··· Data for this exercise ···

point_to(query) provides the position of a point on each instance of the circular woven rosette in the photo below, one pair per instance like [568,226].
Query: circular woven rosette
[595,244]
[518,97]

···
··· Data for this exercise ···

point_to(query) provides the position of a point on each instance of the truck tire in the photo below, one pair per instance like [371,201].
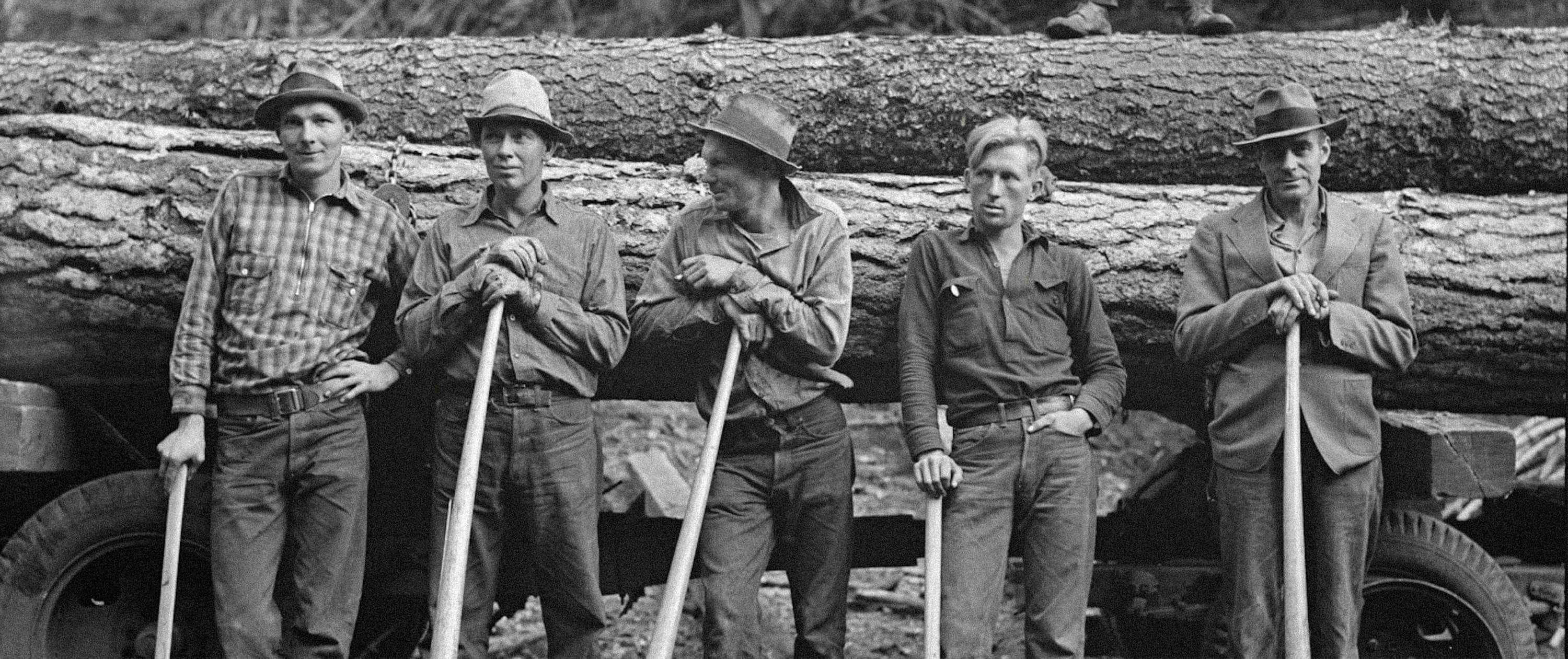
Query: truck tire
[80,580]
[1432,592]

···
··· Data for this exercise ···

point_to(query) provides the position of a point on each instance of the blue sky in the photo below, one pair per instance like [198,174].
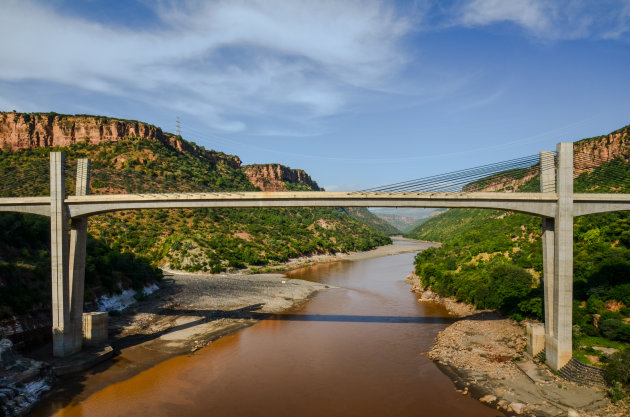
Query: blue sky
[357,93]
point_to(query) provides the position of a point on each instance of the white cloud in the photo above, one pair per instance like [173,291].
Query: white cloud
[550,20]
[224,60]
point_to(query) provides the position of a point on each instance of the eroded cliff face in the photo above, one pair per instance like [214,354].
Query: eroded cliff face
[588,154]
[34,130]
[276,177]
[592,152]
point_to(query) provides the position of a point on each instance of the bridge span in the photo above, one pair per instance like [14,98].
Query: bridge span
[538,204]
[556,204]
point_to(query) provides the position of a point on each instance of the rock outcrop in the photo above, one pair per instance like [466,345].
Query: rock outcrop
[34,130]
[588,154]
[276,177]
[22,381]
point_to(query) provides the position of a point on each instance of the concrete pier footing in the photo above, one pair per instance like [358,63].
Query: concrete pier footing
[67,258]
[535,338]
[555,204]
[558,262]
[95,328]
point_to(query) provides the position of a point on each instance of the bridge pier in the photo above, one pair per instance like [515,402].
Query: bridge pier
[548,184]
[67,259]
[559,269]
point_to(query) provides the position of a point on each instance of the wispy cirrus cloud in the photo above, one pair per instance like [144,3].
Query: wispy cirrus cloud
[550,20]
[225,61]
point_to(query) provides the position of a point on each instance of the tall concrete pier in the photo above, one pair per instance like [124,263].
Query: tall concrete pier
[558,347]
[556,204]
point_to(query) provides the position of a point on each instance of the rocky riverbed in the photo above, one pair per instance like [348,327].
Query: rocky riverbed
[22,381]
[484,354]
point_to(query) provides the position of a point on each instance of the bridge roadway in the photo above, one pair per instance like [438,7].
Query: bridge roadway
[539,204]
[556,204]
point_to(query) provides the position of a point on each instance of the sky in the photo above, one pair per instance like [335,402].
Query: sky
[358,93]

···

_The task_
Which lines in the entries above contain the word "white"? Copy each of those lines in full.

_Exercise solution_
point_to(query) provides the position of a point on each instance of the white cloud in the photo above, one pair per instance like [173,291].
Query: white cloud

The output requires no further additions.